Filter the items below and copy out every line that contains the word "sofa".

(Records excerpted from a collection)

▬▬▬▬▬▬▬▬▬▬

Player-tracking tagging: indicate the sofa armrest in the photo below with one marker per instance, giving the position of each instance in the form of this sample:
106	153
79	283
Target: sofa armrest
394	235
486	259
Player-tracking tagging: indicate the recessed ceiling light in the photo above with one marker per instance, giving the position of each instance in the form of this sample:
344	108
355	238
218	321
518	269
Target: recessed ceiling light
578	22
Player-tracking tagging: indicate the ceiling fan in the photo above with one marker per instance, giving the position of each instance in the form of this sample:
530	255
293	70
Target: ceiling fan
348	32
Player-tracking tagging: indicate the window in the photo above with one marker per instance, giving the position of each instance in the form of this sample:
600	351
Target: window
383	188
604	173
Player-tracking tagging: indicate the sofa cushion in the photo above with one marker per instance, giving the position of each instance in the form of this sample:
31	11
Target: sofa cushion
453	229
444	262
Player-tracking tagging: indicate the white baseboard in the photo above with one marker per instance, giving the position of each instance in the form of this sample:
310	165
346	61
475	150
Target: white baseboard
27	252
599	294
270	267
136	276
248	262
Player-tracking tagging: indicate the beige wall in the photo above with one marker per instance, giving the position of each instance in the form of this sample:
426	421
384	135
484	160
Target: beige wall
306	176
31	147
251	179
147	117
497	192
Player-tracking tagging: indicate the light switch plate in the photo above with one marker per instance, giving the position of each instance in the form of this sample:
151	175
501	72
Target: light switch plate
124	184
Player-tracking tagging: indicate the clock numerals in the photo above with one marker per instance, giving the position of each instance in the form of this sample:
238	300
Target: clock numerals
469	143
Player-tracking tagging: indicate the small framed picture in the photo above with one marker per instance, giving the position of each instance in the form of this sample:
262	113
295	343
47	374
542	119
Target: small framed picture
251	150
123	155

▬▬▬▬▬▬▬▬▬▬

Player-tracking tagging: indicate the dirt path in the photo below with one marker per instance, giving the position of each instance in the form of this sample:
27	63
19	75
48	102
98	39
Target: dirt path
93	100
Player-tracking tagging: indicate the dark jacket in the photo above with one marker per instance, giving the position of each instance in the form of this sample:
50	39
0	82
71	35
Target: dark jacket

▬▬▬▬▬▬▬▬▬▬

(Correct output)
Player-tracking tagging: indicate the sofa armrest in the photo below with one marker per instance, giving the position of each instance in the form of this sample:
Target: sofa armrest
Player-tracking tagging: indicate the sofa cushion in the photo above with one marker per instance, giving the position of each instance in the form of this sample:
Target: sofa cushion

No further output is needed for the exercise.